DOCUMENT EXTRACT.
------------------------------------------------------------------------
On the Other Hand: look at the nature of diplomatic historical writing coming out of the United States in the 1950s and early 1960s and compare that with that of the post-Vietnam era and then tell me what you think.
Also, Koreans (apparently) have consensus on many issues, esp. political ones, because they are consumed by their own nationalism and cannot see beyond its intellectual borders.
I do not find your analogy appropriate. The 1960s witnessed a systematic attack on "the system," in its entirety, and this attack shook the U.S. to its foundations.
Flashback, Columbia, 1968, Ph.D. candidate Mark Naison...
Mark Naison wrote: |
Fayerweather Hall [was] occupied at the precise moment my [oral qualification] exams began...My orals board, composed of Richard Hofstadter and some equally uptight, but less renowned professors, began their questioning amidst the sounds of breaking furniture, shouts of rage and pride, fragments of falling plaster and chants of "shut it [the university] down."...The behavior of the faculty members was curious. They were not, as I expected, unusually hostile to me, but absolutely tickled pink at the propsect of keeping the institutional ritual alive amidst the surrounding chaos. They regarded themselves as the carriers of the light of civilization among the depredations of the strange new barbarians who had somehow exploded into their lives. Every time plaster fell on their heads they felt a strange thrill; they alone stood between America and Totalitarianism...
------------------------------------------------------------------------
REQUEST A. Print the part of the discussion excerpt that begins at the words "Also, Koreans (apparently)" and stops after the words "its intellectual borders.", copied word for word.

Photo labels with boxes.
------------------------------------------------------------------------
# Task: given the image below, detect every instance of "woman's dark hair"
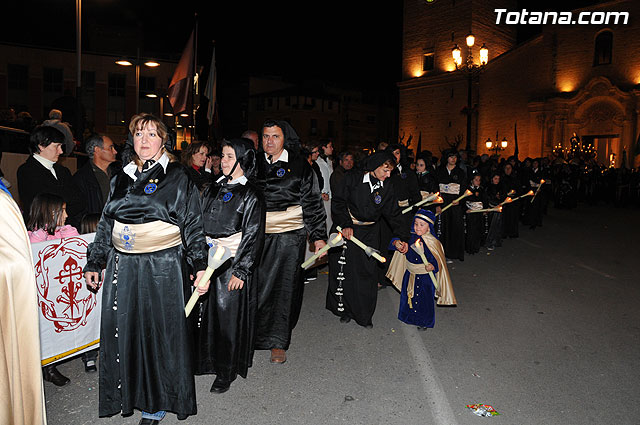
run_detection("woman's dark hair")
[29,125,64,153]
[122,112,178,167]
[27,193,64,235]
[80,213,100,235]
[222,138,256,178]
[180,142,210,167]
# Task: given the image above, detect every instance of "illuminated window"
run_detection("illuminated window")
[422,53,434,71]
[593,31,613,66]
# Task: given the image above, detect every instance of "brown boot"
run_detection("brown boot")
[271,348,287,364]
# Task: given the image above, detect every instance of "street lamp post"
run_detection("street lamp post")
[484,137,509,155]
[451,33,489,150]
[116,48,160,114]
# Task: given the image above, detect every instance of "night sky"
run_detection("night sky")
[0,0,608,88]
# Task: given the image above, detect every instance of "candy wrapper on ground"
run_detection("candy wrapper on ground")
[467,404,500,416]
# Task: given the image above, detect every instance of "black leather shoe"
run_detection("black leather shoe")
[210,376,231,394]
[84,360,98,373]
[42,365,71,387]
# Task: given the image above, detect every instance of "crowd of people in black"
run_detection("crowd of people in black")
[1,110,640,424]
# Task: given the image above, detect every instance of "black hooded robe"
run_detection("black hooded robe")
[84,162,207,419]
[326,171,409,326]
[255,147,327,350]
[436,165,466,261]
[193,177,264,381]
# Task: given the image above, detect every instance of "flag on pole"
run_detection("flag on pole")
[167,31,194,113]
[204,47,218,125]
[513,121,519,161]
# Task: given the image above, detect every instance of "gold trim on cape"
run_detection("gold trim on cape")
[386,233,458,305]
[265,205,304,233]
[386,251,435,308]
[111,220,182,254]
[349,211,376,226]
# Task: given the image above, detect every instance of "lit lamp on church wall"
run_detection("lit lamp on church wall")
[451,33,489,150]
[484,137,509,155]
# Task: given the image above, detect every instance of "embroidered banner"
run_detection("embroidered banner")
[31,233,102,365]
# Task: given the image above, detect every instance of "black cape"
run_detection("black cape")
[255,149,327,350]
[84,162,207,418]
[326,171,409,326]
[193,179,265,381]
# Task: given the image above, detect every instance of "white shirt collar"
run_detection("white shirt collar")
[122,152,169,181]
[33,153,58,179]
[362,171,384,193]
[216,175,249,185]
[264,149,289,163]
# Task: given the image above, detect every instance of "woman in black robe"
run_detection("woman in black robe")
[376,143,422,289]
[416,151,440,201]
[436,150,466,261]
[502,162,526,238]
[194,139,265,393]
[84,114,209,424]
[181,142,212,192]
[523,158,543,230]
[464,173,485,254]
[326,151,409,328]
[486,172,507,250]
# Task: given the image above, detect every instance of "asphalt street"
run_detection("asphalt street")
[45,206,640,425]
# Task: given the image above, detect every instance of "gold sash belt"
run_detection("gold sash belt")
[207,232,242,257]
[111,220,182,254]
[349,211,376,226]
[440,183,460,195]
[265,205,304,233]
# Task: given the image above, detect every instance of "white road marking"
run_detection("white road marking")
[519,238,542,248]
[386,291,458,425]
[576,263,616,279]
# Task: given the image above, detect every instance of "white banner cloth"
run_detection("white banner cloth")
[31,233,102,365]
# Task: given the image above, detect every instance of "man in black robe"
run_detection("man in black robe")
[326,151,409,328]
[436,150,467,261]
[18,125,86,228]
[256,120,327,363]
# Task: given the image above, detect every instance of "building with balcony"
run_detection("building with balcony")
[398,0,640,166]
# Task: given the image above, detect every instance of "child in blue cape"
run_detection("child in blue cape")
[387,209,456,330]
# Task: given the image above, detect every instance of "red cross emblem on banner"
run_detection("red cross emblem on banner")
[35,237,96,332]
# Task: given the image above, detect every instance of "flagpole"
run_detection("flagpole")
[190,12,199,143]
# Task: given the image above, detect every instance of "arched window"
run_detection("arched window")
[593,31,613,66]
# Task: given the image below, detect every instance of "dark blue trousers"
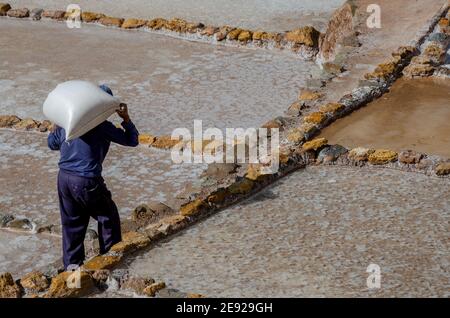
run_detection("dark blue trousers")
[58,170,122,269]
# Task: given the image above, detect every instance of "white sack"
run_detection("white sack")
[43,81,120,140]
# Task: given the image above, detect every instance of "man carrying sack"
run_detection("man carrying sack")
[48,85,139,269]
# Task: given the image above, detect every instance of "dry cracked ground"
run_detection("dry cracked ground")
[0,0,450,297]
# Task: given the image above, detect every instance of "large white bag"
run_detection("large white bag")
[43,81,120,140]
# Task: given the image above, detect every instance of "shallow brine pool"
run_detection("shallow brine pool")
[0,19,320,134]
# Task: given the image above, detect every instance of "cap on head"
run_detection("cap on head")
[99,84,114,96]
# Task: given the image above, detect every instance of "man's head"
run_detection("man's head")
[99,84,114,96]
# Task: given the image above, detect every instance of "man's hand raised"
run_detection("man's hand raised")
[116,103,130,123]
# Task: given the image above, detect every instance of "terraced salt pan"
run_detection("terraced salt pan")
[122,166,450,297]
[0,130,205,226]
[0,19,320,134]
[322,79,450,158]
[9,0,344,31]
[0,230,61,279]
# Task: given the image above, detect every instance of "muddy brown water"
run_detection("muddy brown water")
[321,79,450,157]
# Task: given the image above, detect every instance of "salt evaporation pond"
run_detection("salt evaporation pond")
[121,166,450,298]
[322,79,450,158]
[0,130,205,226]
[0,19,320,134]
[9,0,345,31]
[0,230,61,279]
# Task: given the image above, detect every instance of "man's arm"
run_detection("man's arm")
[105,104,139,147]
[47,124,62,150]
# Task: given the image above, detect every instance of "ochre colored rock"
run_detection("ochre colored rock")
[98,17,124,28]
[320,103,345,115]
[348,147,375,161]
[261,32,283,44]
[302,138,328,151]
[438,17,449,30]
[201,26,219,36]
[435,162,450,176]
[322,62,345,75]
[228,178,254,194]
[227,28,244,41]
[180,198,208,216]
[285,26,320,47]
[238,30,252,42]
[186,22,205,33]
[252,31,267,41]
[186,293,206,298]
[261,119,283,130]
[364,60,398,80]
[287,101,306,116]
[39,120,53,132]
[147,18,168,30]
[6,8,30,18]
[214,25,234,42]
[139,134,156,145]
[0,3,11,16]
[0,273,22,298]
[155,214,189,235]
[20,272,50,293]
[403,63,434,78]
[83,255,122,271]
[392,46,417,59]
[317,145,348,163]
[131,202,174,226]
[13,118,40,130]
[44,271,95,298]
[6,218,33,231]
[111,232,150,254]
[423,43,445,64]
[245,163,268,182]
[64,8,81,20]
[298,90,323,101]
[30,8,44,21]
[81,11,105,22]
[278,149,290,164]
[143,282,166,297]
[207,188,229,204]
[398,150,423,164]
[303,112,327,125]
[286,128,305,143]
[42,10,66,20]
[369,149,398,165]
[121,19,147,29]
[0,115,21,128]
[300,122,317,135]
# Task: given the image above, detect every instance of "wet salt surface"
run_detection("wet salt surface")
[0,130,205,226]
[0,18,320,134]
[10,0,344,31]
[322,79,450,158]
[123,167,450,297]
[0,230,61,279]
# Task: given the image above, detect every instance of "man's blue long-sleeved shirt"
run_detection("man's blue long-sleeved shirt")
[47,121,139,177]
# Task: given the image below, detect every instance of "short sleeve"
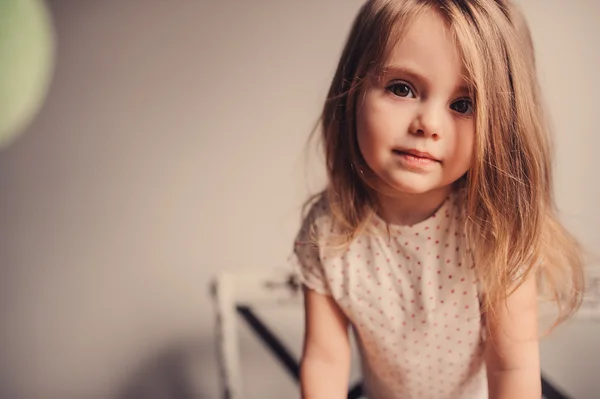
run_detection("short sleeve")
[289,200,331,295]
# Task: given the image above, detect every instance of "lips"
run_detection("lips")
[393,148,440,162]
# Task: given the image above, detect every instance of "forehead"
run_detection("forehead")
[385,10,467,88]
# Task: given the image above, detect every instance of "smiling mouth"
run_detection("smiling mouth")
[393,150,440,163]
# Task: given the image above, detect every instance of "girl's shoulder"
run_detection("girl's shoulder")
[298,192,333,243]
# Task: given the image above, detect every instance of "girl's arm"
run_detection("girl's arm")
[485,273,542,399]
[300,288,351,399]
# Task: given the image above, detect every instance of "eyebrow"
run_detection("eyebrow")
[380,65,471,97]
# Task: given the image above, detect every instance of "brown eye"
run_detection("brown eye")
[450,98,473,115]
[387,82,415,98]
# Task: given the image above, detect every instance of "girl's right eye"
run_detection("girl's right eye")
[386,82,415,98]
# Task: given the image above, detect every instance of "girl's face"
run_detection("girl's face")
[357,11,475,200]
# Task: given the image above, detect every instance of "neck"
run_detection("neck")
[377,186,452,226]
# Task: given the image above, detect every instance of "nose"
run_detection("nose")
[410,103,443,140]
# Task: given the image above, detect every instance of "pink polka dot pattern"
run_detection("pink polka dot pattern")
[292,194,488,399]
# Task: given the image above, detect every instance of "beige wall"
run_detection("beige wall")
[0,0,600,399]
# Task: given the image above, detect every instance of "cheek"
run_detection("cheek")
[454,126,475,171]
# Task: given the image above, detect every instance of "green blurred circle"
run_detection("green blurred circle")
[0,0,54,149]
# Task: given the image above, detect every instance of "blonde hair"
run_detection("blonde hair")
[309,0,583,325]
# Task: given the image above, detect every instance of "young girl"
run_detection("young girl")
[293,0,582,399]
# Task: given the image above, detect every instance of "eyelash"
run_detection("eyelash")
[386,81,473,116]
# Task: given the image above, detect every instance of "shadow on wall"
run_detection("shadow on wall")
[117,345,208,399]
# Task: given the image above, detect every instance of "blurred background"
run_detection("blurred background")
[0,0,600,399]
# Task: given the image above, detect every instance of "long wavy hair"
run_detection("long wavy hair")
[307,0,583,325]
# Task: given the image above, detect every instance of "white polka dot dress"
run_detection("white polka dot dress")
[292,194,488,399]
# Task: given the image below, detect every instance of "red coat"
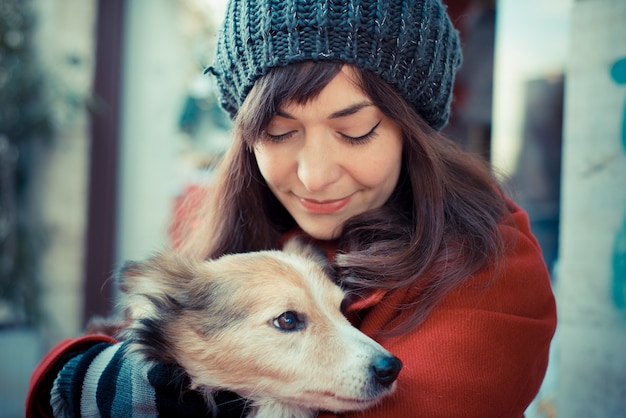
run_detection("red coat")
[26,202,556,418]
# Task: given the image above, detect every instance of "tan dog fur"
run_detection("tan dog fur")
[121,240,401,418]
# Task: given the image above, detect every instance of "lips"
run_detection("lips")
[298,195,352,215]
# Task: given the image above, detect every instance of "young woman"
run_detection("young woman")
[27,0,556,418]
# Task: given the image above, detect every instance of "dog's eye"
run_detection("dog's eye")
[273,311,304,331]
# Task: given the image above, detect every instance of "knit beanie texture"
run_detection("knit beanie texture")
[205,0,462,130]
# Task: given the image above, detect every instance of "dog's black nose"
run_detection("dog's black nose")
[372,356,402,386]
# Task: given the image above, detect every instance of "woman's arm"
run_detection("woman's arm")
[322,214,556,418]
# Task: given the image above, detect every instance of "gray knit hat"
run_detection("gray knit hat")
[205,0,461,130]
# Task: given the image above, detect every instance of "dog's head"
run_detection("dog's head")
[120,240,401,411]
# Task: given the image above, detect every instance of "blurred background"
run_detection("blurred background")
[0,0,626,418]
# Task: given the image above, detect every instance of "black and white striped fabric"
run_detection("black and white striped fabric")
[50,342,246,418]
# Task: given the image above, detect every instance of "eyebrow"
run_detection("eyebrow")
[276,101,374,119]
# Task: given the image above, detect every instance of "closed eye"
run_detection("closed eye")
[264,131,296,143]
[339,120,382,145]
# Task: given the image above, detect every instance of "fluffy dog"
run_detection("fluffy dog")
[120,240,402,418]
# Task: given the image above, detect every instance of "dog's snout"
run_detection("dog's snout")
[372,356,402,386]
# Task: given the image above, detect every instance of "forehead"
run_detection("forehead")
[277,66,373,114]
[214,252,343,303]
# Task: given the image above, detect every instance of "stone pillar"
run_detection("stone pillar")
[557,0,626,418]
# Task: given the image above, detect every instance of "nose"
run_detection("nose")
[371,356,402,386]
[298,134,341,192]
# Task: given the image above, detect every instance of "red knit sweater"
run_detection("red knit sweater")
[26,202,556,418]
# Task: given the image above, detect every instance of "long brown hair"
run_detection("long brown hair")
[182,62,507,332]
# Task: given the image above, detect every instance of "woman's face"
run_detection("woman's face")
[254,66,403,240]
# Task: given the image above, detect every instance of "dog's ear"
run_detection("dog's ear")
[117,252,194,319]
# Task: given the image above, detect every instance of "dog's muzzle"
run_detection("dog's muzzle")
[371,356,402,386]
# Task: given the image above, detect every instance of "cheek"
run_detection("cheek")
[352,150,402,189]
[254,146,289,186]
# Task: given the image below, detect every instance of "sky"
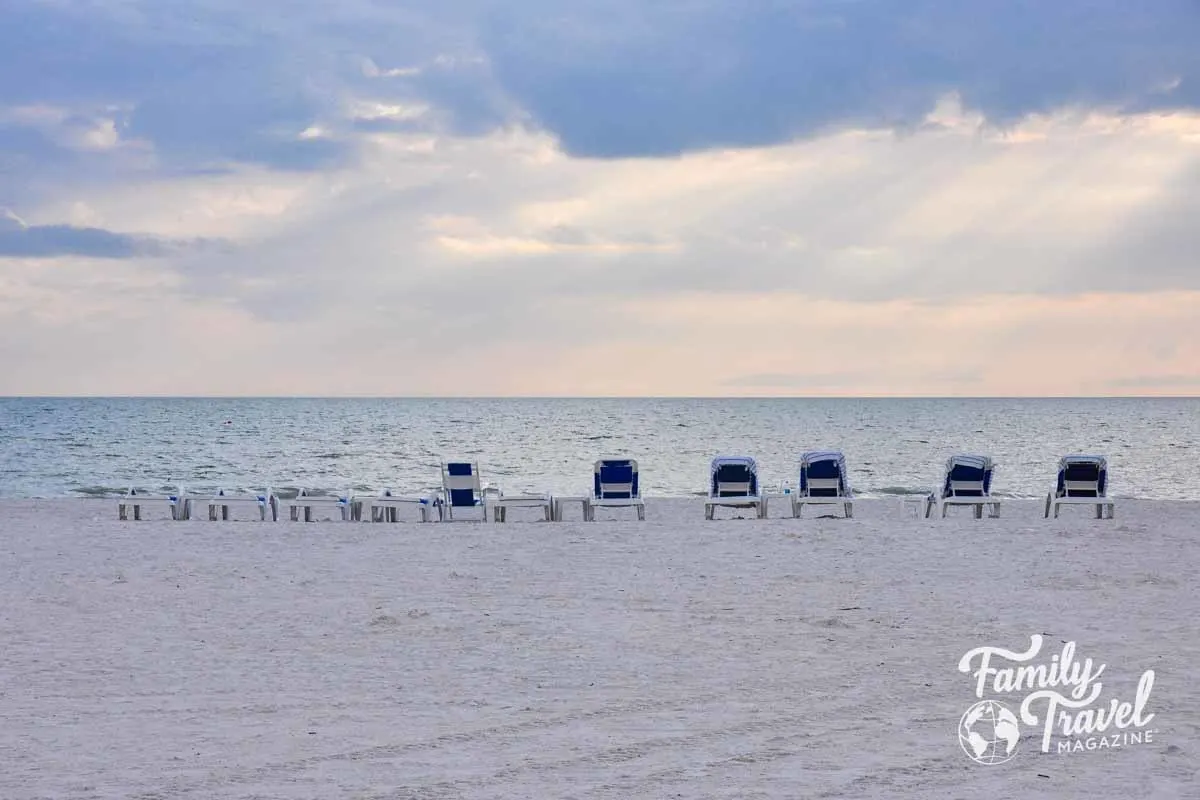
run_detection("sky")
[0,0,1200,396]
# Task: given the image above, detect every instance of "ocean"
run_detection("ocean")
[0,398,1200,499]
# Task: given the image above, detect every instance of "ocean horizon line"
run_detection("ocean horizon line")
[0,395,1200,401]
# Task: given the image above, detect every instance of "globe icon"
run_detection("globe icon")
[959,700,1021,764]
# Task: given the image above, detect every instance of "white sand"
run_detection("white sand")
[0,500,1200,800]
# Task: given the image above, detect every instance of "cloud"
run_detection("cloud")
[0,209,221,259]
[7,0,1200,395]
[482,0,1200,157]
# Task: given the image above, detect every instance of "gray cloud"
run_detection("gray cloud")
[0,214,228,259]
[0,0,1200,194]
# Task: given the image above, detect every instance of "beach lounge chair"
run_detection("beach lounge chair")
[438,461,487,522]
[116,486,192,521]
[1045,456,1115,519]
[704,456,767,519]
[354,489,439,522]
[209,487,280,522]
[925,456,1000,519]
[278,488,355,522]
[586,458,646,522]
[792,450,854,519]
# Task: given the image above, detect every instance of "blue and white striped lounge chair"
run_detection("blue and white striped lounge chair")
[364,489,438,522]
[116,486,192,521]
[704,456,767,519]
[439,461,487,522]
[586,458,646,522]
[1045,456,1115,519]
[925,455,1000,519]
[209,486,280,522]
[792,450,854,519]
[280,488,354,522]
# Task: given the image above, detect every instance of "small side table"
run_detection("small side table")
[551,494,592,522]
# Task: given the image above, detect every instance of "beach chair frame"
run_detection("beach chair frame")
[355,488,442,523]
[584,458,646,522]
[925,453,1000,519]
[116,486,192,522]
[438,461,487,522]
[208,486,280,522]
[704,456,767,519]
[791,450,854,519]
[1045,456,1116,519]
[278,488,356,522]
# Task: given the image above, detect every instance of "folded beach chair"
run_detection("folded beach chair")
[925,456,1000,519]
[354,489,440,522]
[278,489,356,522]
[792,450,854,518]
[1045,456,1115,519]
[704,456,767,519]
[209,486,280,522]
[438,462,487,522]
[116,486,192,521]
[484,491,554,522]
[586,458,646,521]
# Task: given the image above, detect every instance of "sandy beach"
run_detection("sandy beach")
[0,499,1200,800]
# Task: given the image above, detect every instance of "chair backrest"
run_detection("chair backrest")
[799,450,850,498]
[442,462,482,509]
[708,456,758,498]
[592,458,642,500]
[1055,456,1109,498]
[942,455,995,498]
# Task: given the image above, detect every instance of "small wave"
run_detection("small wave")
[70,486,125,498]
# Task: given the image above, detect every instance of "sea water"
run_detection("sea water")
[0,398,1200,499]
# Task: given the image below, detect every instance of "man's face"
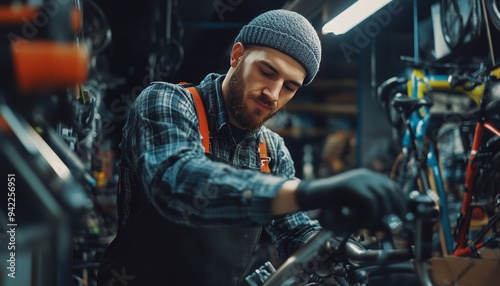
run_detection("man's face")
[226,47,306,130]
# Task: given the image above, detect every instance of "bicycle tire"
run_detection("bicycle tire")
[475,140,500,241]
[440,0,464,50]
[484,0,500,32]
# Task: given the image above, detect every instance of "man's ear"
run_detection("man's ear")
[230,42,245,68]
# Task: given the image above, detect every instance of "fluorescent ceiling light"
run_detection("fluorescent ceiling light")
[322,0,392,35]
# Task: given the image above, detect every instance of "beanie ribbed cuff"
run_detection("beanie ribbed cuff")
[235,9,321,85]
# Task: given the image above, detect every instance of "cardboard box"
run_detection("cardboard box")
[430,249,500,286]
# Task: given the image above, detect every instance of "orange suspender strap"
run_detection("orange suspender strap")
[187,86,210,153]
[259,138,271,174]
[186,86,271,173]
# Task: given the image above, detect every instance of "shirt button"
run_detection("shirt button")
[243,190,252,199]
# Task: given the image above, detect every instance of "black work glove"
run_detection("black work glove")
[296,168,408,234]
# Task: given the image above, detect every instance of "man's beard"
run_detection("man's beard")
[227,65,276,131]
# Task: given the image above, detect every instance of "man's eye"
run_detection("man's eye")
[260,69,272,77]
[285,84,296,92]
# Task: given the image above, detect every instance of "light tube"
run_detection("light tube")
[322,0,392,35]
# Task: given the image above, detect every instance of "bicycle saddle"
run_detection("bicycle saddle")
[391,93,432,113]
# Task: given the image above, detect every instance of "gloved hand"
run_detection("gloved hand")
[296,168,409,234]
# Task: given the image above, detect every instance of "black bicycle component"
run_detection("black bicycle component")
[484,0,500,32]
[441,0,464,50]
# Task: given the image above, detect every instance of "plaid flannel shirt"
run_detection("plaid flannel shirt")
[118,74,320,258]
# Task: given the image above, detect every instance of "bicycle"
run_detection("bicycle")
[377,57,484,254]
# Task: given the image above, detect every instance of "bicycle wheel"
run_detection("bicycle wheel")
[441,0,464,50]
[485,0,500,31]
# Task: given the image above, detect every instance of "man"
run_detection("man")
[99,10,406,286]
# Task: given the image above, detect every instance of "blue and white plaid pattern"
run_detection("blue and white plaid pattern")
[118,74,320,258]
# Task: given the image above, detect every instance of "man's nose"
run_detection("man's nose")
[263,82,281,102]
------------------------------------------------------------------------
REQUEST B. Output the records word for word, starting at their first line and ending after the line that contains "[513,121,519,161]". Leave the pictures out.

FULL OUTPUT A.
Also, Koreans (apparently) have consensus on many issues, esp. political ones, because they are consumed by their own nationalism and cannot see beyond its intellectual borders.

FULL OUTPUT B.
# Task: given the image below, detect every instance of "woman's dark hair"
run_detection("woman's dark hair")
[29,125,64,153]
[122,112,178,167]
[27,193,64,235]
[80,213,100,235]
[222,138,256,178]
[180,142,210,167]
# Task: given the image above, detect every instance of "illuminated window"
run_detection("illuminated window")
[422,53,434,71]
[593,31,613,66]
# Task: given the image above, detect every instance of "brown boot"
run_detection("brown boot")
[271,348,287,364]
# Task: given the image above, detect every instance of "street lamp post"
run_detection("street lamp post")
[484,137,509,155]
[451,33,489,150]
[116,48,160,114]
# Task: given the image above, detect every instance of "night sky"
run_detection("night sky")
[0,0,608,88]
# Task: given the image above, detect every instance of "candy wrapper on ground"
run_detection("candy wrapper on ground")
[467,404,500,416]
# Task: given the image above, detect every instance of "black leather shoe"
run_detection("black leather shoe")
[210,376,231,394]
[84,360,98,373]
[42,365,71,387]
# Task: given the image above, detect every instance of "crowd of people in black"
run_detection("crowd of people in black")
[1,110,640,424]
# Task: given the image above, detect every instance of "black hooded robe"
run_detection("black hooded robe")
[84,162,207,419]
[326,171,409,326]
[255,147,327,350]
[436,165,466,261]
[193,177,264,381]
# Task: given the image above, detect every instance of "flag on pole"
run_detection("flag on pole")
[167,31,194,113]
[204,47,218,125]
[513,121,519,161]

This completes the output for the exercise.